● **Requirement**: Could you set down the listing below exactly, leaving out its pictures?

§

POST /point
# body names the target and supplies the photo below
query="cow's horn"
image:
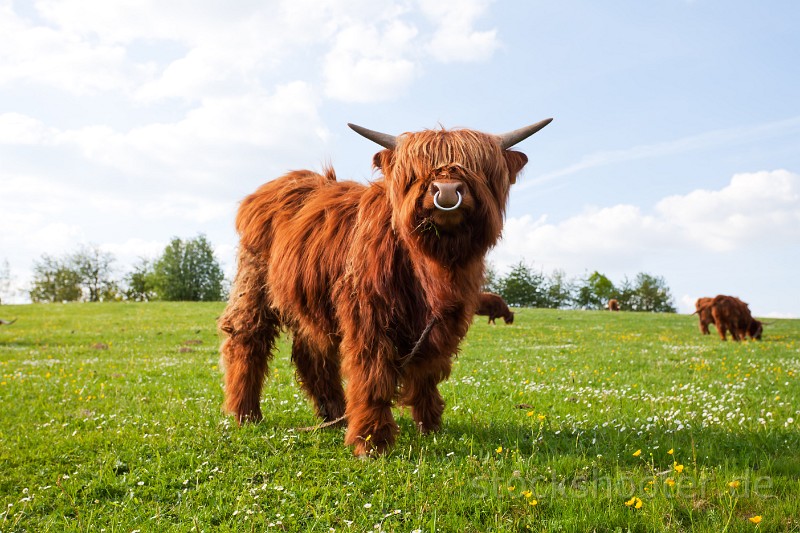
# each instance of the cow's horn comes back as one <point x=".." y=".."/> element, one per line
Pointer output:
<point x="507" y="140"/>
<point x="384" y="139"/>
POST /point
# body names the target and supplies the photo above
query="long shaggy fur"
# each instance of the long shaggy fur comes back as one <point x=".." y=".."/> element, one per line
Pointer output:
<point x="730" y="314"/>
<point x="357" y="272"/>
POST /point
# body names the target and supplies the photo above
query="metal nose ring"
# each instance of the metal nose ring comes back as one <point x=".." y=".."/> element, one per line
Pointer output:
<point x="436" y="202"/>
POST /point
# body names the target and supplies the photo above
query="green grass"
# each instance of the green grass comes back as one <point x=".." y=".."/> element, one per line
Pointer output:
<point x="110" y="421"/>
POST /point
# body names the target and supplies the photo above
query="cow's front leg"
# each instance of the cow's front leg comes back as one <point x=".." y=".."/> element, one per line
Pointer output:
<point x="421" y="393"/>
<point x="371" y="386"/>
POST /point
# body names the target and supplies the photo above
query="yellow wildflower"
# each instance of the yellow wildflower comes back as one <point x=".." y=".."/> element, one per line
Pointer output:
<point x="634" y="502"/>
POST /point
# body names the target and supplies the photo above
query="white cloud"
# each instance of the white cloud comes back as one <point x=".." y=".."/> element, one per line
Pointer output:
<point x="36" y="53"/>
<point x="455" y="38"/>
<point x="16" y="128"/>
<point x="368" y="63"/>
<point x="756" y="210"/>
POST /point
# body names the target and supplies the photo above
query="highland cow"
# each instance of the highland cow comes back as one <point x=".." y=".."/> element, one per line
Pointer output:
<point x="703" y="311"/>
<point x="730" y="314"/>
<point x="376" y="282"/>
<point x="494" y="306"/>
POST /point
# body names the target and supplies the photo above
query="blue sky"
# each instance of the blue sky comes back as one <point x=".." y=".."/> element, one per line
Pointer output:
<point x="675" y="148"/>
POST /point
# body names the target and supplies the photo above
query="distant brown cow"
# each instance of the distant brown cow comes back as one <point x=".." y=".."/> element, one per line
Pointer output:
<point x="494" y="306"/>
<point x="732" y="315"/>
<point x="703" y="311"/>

§

● **Exercise result**:
POST /point
# body names the target and supplies the photo below
query="cow's horn"
image:
# each instance of the cow's horn comes back as one <point x=".." y=".."/> element, one per line
Pointer output:
<point x="507" y="140"/>
<point x="384" y="139"/>
POST /point
# body names the target and supplies the photo above
query="long shaggy fur"
# each instance of the long shaggy fur comes back as one <point x=".." y=".."/> element, one per line
Pointer output:
<point x="730" y="314"/>
<point x="357" y="272"/>
POST /point
# body names the target and supplies the photo above
query="metal nose ring"
# each instance of the metal nose ring comes back as one <point x=".." y=".."/> element, one per line
Pointer output:
<point x="436" y="202"/>
POST /point
# body names the target and supplies the photo above
query="green grass"
# each instance of the green grass comes back as one <point x=".." y=".."/> element, one per line
Pointer output:
<point x="110" y="421"/>
POST /point
# body names the target and supplies the photo above
query="cow's front leg"
# each instance of the cow's front leg comes back as one <point x=".." y=".."/> element, one per line
Pointer output:
<point x="421" y="393"/>
<point x="371" y="386"/>
POST /point
# body names the target and supplies the photo above
query="yellow wildflower"
# each instance of the yellow wildflower comes back as one <point x=".." y=".."/> element, one per line
Pointer output:
<point x="634" y="502"/>
POST /point
# body names the target and supplies the photo above
query="white cloud"
# each instance of the white cloud comes back as one <point x=".." y=".."/> element, one per line
Pointer output:
<point x="36" y="53"/>
<point x="455" y="38"/>
<point x="16" y="128"/>
<point x="368" y="63"/>
<point x="756" y="210"/>
POST /point
# body names the target and supplies the photo above
query="highland cow"
# each instance of the highland cow comes back as one <point x=".." y=".."/> element, one per line
Pointer output:
<point x="703" y="311"/>
<point x="730" y="314"/>
<point x="376" y="282"/>
<point x="494" y="306"/>
POST /point
# body names the target and supplies the photo above
query="blue sky"
# each instance of the blue sky comes back as one <point x=".." y=".."/> element, one per line
Pointer output:
<point x="675" y="148"/>
POST /point
# body names the target and supplies the photo above
query="distant brown cow"
# each instance of the distant brown cow comes back as one <point x=".." y=".."/> element, one per line
Pointer output:
<point x="494" y="306"/>
<point x="732" y="315"/>
<point x="703" y="311"/>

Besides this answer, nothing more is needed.